* _Exercise brief_: From the entries below, transcribe exactly the lines between the line holding "box: [71, 54, 101, 141]" and the line holding "negative clicks: (15, 94) (33, 68)", inclusive; skip all other lines.

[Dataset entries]
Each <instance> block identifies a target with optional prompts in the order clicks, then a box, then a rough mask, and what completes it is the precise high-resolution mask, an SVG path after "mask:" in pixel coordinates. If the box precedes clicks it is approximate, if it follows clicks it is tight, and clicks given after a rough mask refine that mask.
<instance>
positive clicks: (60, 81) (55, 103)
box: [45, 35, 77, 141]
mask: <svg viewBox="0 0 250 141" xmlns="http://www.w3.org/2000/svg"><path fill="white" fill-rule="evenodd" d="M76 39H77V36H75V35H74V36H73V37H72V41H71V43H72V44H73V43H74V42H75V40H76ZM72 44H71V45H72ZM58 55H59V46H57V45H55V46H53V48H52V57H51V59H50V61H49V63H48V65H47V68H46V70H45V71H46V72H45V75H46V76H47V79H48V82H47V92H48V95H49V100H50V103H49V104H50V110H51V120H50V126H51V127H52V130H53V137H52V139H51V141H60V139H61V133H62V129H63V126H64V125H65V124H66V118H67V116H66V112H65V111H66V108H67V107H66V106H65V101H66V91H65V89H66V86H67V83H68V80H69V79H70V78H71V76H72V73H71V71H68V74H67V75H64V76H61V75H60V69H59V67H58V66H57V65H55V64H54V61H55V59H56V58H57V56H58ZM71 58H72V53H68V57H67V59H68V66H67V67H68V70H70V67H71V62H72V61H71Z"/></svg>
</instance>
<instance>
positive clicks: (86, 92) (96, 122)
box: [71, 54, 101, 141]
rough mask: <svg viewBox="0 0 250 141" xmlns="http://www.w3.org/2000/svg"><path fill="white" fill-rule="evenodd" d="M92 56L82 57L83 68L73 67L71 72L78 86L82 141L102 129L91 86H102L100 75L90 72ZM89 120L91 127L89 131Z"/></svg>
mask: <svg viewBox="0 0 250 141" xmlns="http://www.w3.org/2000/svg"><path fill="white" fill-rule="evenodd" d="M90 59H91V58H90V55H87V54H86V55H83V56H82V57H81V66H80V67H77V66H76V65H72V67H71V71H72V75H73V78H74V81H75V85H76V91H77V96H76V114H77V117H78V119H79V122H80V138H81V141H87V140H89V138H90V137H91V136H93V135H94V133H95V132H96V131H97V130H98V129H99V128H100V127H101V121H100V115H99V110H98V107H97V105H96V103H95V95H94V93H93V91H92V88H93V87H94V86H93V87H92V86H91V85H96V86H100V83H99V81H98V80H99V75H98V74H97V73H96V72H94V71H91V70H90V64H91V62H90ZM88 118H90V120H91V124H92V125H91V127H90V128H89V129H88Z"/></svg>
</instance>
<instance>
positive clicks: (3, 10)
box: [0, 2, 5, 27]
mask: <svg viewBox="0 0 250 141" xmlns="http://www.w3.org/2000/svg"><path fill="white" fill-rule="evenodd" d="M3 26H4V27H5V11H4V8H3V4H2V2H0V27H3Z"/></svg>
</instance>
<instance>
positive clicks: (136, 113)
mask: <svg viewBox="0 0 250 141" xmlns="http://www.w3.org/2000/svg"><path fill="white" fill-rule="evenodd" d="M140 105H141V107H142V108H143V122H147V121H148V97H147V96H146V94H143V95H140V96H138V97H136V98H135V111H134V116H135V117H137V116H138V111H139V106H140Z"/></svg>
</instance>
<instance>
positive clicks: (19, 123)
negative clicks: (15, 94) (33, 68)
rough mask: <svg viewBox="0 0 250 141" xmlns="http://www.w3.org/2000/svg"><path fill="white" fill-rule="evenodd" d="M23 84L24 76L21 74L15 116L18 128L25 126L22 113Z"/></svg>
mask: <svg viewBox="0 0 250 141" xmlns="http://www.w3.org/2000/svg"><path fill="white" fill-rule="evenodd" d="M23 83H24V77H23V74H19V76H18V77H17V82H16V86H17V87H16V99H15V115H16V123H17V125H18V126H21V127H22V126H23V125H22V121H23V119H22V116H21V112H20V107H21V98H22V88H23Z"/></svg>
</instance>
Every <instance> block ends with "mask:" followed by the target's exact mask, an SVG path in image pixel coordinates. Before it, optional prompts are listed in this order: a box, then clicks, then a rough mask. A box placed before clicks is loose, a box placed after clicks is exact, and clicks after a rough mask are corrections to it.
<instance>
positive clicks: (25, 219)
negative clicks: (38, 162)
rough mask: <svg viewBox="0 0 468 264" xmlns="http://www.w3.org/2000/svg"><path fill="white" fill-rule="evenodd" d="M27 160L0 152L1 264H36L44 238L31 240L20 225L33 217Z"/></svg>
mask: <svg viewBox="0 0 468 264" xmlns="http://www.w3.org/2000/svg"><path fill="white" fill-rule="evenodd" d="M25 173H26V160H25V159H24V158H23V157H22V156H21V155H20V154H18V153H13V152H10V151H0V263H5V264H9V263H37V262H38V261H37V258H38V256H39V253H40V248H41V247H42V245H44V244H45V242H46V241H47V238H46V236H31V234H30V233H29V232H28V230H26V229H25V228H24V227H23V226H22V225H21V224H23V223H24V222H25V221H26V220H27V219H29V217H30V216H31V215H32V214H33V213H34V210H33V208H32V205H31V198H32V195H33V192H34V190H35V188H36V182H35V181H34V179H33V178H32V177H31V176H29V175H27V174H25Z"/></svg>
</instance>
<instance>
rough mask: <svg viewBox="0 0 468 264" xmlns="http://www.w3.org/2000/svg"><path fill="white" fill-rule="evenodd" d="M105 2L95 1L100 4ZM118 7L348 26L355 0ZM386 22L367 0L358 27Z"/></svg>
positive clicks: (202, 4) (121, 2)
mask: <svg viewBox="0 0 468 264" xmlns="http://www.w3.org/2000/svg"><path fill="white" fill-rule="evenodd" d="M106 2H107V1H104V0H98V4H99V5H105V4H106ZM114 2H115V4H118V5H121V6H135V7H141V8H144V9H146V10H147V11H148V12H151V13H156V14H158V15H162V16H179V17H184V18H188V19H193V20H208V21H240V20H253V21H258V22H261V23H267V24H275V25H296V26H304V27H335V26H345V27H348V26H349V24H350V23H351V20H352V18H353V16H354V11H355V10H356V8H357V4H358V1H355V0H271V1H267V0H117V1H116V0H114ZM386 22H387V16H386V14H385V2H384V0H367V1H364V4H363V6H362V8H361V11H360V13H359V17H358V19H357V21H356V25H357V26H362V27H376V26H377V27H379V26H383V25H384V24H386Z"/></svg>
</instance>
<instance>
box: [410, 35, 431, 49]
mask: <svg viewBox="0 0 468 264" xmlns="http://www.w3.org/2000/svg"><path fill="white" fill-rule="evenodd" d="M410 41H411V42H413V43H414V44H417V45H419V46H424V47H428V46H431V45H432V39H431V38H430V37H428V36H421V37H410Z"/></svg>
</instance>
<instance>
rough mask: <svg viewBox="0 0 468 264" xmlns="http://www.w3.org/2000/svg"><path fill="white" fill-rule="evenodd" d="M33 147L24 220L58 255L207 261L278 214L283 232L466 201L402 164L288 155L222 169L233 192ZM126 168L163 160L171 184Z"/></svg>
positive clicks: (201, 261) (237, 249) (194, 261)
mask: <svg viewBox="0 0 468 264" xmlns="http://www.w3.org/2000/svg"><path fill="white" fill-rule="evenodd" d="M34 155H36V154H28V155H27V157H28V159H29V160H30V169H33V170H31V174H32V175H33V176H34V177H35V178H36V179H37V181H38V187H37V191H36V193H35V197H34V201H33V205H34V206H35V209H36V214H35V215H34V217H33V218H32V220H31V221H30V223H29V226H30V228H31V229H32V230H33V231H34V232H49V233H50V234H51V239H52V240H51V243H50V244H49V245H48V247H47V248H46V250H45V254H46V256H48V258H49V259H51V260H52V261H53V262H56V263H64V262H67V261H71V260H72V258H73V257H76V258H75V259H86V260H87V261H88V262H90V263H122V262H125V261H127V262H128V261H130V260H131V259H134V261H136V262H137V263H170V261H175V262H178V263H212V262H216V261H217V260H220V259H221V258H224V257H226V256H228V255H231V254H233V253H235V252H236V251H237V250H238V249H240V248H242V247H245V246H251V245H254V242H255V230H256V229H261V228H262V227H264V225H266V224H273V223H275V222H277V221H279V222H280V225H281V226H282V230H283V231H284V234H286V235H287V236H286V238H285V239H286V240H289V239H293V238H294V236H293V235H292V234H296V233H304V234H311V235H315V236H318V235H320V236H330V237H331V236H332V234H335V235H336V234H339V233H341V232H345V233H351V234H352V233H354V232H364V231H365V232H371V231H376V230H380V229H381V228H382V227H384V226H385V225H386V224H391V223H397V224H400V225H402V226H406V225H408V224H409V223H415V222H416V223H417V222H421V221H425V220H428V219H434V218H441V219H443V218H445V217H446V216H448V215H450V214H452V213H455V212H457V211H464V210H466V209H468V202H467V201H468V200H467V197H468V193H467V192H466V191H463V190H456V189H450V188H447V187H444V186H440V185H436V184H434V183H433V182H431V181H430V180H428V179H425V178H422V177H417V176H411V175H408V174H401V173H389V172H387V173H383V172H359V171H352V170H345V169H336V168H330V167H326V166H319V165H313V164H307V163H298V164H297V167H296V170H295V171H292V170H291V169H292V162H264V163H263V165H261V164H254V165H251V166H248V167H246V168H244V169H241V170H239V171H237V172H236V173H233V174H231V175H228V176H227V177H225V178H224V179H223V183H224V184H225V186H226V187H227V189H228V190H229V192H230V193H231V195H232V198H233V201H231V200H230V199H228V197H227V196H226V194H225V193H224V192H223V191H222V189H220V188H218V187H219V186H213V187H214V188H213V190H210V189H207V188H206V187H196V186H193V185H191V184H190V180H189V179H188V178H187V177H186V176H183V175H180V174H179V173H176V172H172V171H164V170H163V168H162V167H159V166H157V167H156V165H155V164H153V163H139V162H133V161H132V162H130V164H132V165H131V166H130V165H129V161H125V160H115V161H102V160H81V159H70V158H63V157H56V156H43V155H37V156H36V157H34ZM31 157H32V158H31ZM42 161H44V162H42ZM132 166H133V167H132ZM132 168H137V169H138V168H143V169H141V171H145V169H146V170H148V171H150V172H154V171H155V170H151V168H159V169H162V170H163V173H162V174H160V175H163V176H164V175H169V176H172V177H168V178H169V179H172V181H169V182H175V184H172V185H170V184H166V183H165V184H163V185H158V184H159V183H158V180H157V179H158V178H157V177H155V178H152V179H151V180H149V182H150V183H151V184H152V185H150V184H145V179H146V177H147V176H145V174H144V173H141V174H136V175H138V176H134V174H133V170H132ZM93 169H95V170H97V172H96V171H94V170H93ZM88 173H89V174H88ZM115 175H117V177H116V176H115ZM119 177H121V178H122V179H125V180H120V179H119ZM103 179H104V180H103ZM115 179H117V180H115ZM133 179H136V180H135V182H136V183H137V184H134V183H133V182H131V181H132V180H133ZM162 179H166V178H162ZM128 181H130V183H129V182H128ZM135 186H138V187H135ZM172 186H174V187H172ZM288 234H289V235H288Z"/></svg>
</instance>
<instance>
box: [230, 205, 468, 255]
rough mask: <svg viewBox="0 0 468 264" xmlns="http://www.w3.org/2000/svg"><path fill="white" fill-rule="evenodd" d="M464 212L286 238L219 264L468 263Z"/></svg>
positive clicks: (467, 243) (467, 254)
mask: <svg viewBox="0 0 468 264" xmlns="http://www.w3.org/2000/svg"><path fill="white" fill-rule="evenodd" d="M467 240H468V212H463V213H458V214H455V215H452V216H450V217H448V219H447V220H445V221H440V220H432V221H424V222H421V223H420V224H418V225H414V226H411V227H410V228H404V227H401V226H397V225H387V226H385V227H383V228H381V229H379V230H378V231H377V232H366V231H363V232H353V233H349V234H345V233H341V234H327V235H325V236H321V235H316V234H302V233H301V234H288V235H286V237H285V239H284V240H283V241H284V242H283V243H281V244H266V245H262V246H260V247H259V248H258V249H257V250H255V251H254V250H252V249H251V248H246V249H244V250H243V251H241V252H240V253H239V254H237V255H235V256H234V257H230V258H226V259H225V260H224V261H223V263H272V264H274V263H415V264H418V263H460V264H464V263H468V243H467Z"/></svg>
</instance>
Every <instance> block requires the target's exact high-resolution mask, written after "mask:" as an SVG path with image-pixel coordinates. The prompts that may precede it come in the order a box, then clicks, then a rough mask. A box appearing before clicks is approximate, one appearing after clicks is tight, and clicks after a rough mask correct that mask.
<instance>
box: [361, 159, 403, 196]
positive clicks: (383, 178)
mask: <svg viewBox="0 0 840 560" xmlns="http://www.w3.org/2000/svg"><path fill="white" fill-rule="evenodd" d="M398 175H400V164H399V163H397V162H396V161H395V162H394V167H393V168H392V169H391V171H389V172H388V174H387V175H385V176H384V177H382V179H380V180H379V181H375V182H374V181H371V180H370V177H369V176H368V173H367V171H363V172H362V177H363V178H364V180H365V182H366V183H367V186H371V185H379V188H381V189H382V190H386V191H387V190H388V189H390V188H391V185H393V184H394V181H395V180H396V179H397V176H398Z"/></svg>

* _Result of the task_:
box: [71, 54, 101, 141]
rough mask: <svg viewBox="0 0 250 141" xmlns="http://www.w3.org/2000/svg"><path fill="white" fill-rule="evenodd" d="M92 56L82 57L83 68L73 67L71 72L78 86L82 141L102 129L91 86H102L100 75L90 72ZM89 120L91 127L89 131Z"/></svg>
mask: <svg viewBox="0 0 250 141" xmlns="http://www.w3.org/2000/svg"><path fill="white" fill-rule="evenodd" d="M90 59H91V58H90V55H87V54H86V55H83V56H82V57H81V66H80V67H77V66H76V65H72V67H71V71H72V75H73V78H74V81H75V85H76V91H77V96H76V114H77V117H78V119H79V122H80V138H81V141H87V140H89V138H90V137H91V136H93V135H94V133H95V132H96V131H97V130H98V129H99V128H100V127H101V121H100V115H99V110H98V107H97V105H96V103H95V95H94V93H93V91H92V88H93V87H94V86H93V87H92V86H91V85H96V86H100V83H99V81H98V80H99V75H98V74H97V73H96V72H94V71H91V70H90V64H91V62H90ZM88 118H90V120H91V124H92V125H91V127H90V128H89V129H88Z"/></svg>
</instance>
<instance>
positive clicks: (3, 10)
box: [0, 2, 5, 27]
mask: <svg viewBox="0 0 250 141" xmlns="http://www.w3.org/2000/svg"><path fill="white" fill-rule="evenodd" d="M3 26H4V27H5V11H4V8H3V4H2V2H0V27H3Z"/></svg>
</instance>
<instance>
positive clicks: (136, 113)
mask: <svg viewBox="0 0 250 141" xmlns="http://www.w3.org/2000/svg"><path fill="white" fill-rule="evenodd" d="M140 105H141V107H142V108H143V122H147V121H148V97H147V96H146V94H143V95H140V96H138V97H136V98H135V111H134V116H135V117H137V116H138V111H139V106H140Z"/></svg>
</instance>
<instance>
positive clicks: (19, 123)
negative clicks: (15, 94) (33, 68)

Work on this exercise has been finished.